==== MATERIAL FOR THE TASK ====
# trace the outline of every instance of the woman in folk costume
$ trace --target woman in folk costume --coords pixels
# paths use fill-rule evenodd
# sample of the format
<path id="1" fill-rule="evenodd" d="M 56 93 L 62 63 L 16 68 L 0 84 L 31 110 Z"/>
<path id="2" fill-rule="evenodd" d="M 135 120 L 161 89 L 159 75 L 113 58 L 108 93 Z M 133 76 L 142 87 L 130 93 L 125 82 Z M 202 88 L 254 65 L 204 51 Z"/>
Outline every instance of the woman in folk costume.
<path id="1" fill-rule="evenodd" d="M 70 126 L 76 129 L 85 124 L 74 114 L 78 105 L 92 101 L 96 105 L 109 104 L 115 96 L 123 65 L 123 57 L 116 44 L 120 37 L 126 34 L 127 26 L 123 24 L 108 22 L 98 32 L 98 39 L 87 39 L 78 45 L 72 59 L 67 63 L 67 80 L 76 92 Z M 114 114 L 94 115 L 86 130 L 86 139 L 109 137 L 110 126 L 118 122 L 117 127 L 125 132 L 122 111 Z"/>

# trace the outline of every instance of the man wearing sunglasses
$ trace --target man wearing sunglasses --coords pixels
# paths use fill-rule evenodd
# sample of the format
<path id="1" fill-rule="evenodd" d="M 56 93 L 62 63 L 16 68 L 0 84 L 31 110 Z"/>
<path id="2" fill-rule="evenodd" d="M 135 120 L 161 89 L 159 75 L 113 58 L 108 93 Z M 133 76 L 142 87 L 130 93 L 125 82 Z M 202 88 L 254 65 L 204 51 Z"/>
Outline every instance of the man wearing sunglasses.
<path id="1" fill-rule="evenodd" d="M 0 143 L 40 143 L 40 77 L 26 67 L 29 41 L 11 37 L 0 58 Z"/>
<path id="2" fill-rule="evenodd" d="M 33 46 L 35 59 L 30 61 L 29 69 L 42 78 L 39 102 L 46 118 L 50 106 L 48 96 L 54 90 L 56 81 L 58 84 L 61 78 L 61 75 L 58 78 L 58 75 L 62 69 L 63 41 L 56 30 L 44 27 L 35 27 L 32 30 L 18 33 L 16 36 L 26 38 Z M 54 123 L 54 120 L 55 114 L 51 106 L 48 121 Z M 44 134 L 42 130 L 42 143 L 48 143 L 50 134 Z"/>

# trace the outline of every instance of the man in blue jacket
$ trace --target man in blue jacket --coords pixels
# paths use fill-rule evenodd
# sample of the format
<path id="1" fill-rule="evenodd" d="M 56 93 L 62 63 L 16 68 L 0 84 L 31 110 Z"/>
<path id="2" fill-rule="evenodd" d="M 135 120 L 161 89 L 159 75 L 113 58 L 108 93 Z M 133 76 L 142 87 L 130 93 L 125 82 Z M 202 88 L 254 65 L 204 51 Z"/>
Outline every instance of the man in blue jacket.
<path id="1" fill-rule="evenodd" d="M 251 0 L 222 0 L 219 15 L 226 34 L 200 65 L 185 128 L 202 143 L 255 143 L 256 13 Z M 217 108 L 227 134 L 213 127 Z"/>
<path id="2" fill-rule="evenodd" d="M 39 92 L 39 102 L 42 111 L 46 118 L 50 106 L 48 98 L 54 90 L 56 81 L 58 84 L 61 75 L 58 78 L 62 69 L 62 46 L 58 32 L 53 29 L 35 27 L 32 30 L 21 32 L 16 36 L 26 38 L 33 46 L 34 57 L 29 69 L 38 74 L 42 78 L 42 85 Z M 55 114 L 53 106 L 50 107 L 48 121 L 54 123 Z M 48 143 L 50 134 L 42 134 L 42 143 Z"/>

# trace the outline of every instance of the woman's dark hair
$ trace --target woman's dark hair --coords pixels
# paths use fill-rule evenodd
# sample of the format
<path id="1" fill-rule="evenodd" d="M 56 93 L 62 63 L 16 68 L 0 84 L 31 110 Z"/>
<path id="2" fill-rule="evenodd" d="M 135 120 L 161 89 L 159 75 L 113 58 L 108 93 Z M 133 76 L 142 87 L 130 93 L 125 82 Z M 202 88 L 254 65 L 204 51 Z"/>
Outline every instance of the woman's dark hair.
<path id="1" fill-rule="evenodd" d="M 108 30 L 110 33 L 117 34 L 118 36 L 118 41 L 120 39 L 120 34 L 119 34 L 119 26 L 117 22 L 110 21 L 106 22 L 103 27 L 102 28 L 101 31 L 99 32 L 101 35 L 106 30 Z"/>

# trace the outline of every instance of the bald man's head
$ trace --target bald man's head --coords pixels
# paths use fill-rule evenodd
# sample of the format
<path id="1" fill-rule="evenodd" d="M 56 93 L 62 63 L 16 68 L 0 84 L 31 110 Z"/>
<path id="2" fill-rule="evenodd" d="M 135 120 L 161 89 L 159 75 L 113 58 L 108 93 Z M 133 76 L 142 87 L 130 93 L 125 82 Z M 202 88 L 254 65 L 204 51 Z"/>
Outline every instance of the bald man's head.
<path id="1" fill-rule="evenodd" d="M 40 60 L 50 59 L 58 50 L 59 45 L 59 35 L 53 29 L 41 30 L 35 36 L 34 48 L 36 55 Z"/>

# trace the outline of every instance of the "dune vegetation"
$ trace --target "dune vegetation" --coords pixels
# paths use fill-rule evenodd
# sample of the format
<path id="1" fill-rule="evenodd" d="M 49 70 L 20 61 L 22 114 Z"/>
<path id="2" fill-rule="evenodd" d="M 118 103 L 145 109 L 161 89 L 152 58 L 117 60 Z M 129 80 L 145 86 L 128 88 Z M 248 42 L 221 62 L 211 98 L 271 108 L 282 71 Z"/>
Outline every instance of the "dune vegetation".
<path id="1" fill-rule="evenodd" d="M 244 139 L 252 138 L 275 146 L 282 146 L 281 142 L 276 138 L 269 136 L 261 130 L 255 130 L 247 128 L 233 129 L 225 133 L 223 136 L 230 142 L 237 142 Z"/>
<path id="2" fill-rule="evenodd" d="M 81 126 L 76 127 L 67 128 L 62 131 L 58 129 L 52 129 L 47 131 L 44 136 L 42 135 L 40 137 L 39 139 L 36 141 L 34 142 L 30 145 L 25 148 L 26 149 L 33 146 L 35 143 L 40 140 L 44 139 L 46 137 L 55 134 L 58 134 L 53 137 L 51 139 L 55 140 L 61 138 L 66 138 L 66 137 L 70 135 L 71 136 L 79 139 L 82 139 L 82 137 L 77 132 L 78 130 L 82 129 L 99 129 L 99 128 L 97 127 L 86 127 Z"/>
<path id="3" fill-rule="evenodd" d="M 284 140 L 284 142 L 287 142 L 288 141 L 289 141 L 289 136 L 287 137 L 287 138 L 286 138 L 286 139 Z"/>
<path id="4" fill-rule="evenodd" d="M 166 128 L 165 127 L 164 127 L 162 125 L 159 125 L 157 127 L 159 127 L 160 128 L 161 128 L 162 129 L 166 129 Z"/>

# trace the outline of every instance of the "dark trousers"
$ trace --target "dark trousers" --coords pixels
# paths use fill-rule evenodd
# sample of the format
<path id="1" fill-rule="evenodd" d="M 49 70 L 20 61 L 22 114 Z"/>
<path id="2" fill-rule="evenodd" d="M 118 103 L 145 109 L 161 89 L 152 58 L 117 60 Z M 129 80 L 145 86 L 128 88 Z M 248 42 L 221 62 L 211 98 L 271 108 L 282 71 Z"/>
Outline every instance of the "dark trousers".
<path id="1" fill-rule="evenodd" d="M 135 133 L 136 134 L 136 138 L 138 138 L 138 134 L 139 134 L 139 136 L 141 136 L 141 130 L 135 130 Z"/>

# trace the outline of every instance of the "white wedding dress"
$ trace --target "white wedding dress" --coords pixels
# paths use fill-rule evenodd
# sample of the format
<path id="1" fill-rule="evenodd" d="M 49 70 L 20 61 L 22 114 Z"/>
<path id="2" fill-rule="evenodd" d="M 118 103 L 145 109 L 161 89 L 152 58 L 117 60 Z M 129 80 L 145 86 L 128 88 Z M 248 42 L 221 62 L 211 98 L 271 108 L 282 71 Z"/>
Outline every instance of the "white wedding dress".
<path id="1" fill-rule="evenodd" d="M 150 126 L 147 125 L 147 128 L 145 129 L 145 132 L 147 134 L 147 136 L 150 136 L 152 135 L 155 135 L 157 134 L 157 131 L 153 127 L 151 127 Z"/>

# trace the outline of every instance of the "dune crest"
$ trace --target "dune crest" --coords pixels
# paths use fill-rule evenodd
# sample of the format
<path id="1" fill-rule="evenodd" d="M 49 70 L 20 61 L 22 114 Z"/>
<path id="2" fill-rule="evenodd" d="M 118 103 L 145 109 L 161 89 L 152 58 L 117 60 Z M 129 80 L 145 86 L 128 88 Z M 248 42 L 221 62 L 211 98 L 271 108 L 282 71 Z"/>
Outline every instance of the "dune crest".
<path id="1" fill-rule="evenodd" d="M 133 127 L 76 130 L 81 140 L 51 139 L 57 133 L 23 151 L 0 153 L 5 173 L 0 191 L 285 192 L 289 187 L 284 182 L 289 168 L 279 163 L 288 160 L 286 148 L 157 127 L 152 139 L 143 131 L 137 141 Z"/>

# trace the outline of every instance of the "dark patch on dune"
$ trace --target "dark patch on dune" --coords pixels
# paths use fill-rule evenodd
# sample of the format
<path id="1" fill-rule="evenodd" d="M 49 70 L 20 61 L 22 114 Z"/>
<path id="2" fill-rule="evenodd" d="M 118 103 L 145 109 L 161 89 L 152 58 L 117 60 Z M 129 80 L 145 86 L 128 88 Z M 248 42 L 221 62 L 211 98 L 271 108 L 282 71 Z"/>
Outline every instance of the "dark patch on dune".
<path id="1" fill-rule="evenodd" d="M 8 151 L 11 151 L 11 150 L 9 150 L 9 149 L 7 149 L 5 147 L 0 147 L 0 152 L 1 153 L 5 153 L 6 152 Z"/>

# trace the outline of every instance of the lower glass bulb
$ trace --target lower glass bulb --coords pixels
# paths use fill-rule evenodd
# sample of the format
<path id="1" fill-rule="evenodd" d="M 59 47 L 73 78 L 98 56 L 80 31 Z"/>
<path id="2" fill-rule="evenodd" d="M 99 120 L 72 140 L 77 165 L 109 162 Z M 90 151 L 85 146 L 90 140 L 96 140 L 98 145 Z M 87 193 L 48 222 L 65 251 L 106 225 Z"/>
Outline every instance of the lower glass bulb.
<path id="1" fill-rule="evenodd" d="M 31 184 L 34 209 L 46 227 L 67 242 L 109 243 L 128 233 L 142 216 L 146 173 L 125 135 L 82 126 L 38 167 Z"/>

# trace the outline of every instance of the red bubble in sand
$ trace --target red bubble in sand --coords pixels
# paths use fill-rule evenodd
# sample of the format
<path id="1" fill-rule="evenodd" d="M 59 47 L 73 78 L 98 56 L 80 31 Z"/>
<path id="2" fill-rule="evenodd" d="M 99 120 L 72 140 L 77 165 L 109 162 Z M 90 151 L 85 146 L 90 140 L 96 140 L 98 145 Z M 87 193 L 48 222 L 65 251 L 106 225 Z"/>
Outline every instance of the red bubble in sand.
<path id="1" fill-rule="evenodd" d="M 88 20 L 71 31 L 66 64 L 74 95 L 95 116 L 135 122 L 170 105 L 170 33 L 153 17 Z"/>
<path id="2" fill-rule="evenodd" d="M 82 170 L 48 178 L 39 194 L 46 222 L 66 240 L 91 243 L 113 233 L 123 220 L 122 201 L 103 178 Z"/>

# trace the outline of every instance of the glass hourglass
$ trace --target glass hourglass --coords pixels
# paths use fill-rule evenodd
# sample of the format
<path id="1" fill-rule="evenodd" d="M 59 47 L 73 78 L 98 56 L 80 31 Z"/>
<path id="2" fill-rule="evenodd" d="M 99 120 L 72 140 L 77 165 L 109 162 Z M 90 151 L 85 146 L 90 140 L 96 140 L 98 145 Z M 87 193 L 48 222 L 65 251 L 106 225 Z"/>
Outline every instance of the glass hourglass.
====
▶ _THE PROBLEM_
Give the stretch of the data from the line containing "# trace the outline of every instance of the man in" through the line containing "108 30 L 110", replacing "blue jacket" with "denim jacket" and leaving everything else unchanged. Return only those lines.

▶ _EXPECTED ANSWER_
# trace the outline of every instance of the man in denim jacket
$ trace --target man in denim jacket --coords pixels
# paths use fill-rule evenodd
# sample of the format
<path id="1" fill-rule="evenodd" d="M 56 93 L 62 63 L 16 68 L 0 84 L 31 110 Z"/>
<path id="2" fill-rule="evenodd" d="M 135 120 L 161 89 L 159 75 L 113 58 L 108 93 Z M 133 76 L 142 87 L 130 93 L 125 82 Z M 202 88 L 254 65 L 204 51 Z"/>
Outline every instance of the man in denim jacket.
<path id="1" fill-rule="evenodd" d="M 251 0 L 222 0 L 219 15 L 226 34 L 200 65 L 185 128 L 202 143 L 255 143 L 256 13 Z M 217 108 L 227 134 L 213 127 Z"/>
<path id="2" fill-rule="evenodd" d="M 39 92 L 39 102 L 42 111 L 46 118 L 50 106 L 48 98 L 54 90 L 56 81 L 58 84 L 61 75 L 58 78 L 62 69 L 62 46 L 58 32 L 53 29 L 35 27 L 32 30 L 21 32 L 16 36 L 26 38 L 33 46 L 34 57 L 29 69 L 38 74 L 42 78 L 42 85 Z M 55 114 L 53 106 L 50 107 L 48 121 L 54 123 Z M 48 143 L 50 134 L 42 134 L 42 143 Z"/>

# trace the outline of every instance of the woman's dark hair
$ trace --target woman's dark hair --coords pixels
# paths use fill-rule evenodd
# sample of the format
<path id="1" fill-rule="evenodd" d="M 56 93 L 62 63 L 16 68 L 0 84 L 31 110 Z"/>
<path id="2" fill-rule="evenodd" d="M 135 120 L 161 89 L 159 75 L 113 58 L 108 93 Z M 133 76 L 142 87 L 130 93 L 125 82 Z M 202 88 L 254 65 L 204 51 Z"/>
Outline every instance of the woman's dark hair.
<path id="1" fill-rule="evenodd" d="M 108 30 L 110 33 L 117 34 L 118 36 L 118 41 L 120 39 L 120 34 L 119 34 L 119 26 L 117 22 L 110 21 L 106 22 L 103 27 L 102 28 L 101 31 L 99 32 L 101 35 L 106 30 Z"/>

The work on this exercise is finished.